Directions: Find the string "instance" in the listing and report every line that has it.
BEGIN Recorded information
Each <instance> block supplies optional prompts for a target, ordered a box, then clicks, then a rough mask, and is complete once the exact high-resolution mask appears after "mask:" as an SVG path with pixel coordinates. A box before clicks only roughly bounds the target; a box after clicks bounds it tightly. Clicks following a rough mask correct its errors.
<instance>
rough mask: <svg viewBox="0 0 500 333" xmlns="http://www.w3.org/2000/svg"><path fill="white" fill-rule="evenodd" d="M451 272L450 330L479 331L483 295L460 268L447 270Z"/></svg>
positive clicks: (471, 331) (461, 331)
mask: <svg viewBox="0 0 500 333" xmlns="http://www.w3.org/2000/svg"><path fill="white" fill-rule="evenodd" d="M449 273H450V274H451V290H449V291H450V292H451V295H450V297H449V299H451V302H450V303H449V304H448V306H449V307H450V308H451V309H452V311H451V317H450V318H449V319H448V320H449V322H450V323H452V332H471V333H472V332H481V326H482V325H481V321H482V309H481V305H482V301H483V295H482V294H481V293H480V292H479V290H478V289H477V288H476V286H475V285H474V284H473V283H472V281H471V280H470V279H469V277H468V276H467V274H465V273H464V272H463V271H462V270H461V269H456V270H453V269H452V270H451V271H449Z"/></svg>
END Recorded information
The completed task:
Each <instance> block supplies optional prompts for a target, ordered a box, then clicks, then a rough mask, and is complete once the exact high-resolution mask appears after "mask:" as an SVG path with pixel coordinates. A box before clicks only roughly bounds the target; a box after clicks bounds it tightly. Clicks following a rough mask correct its errors.
<instance>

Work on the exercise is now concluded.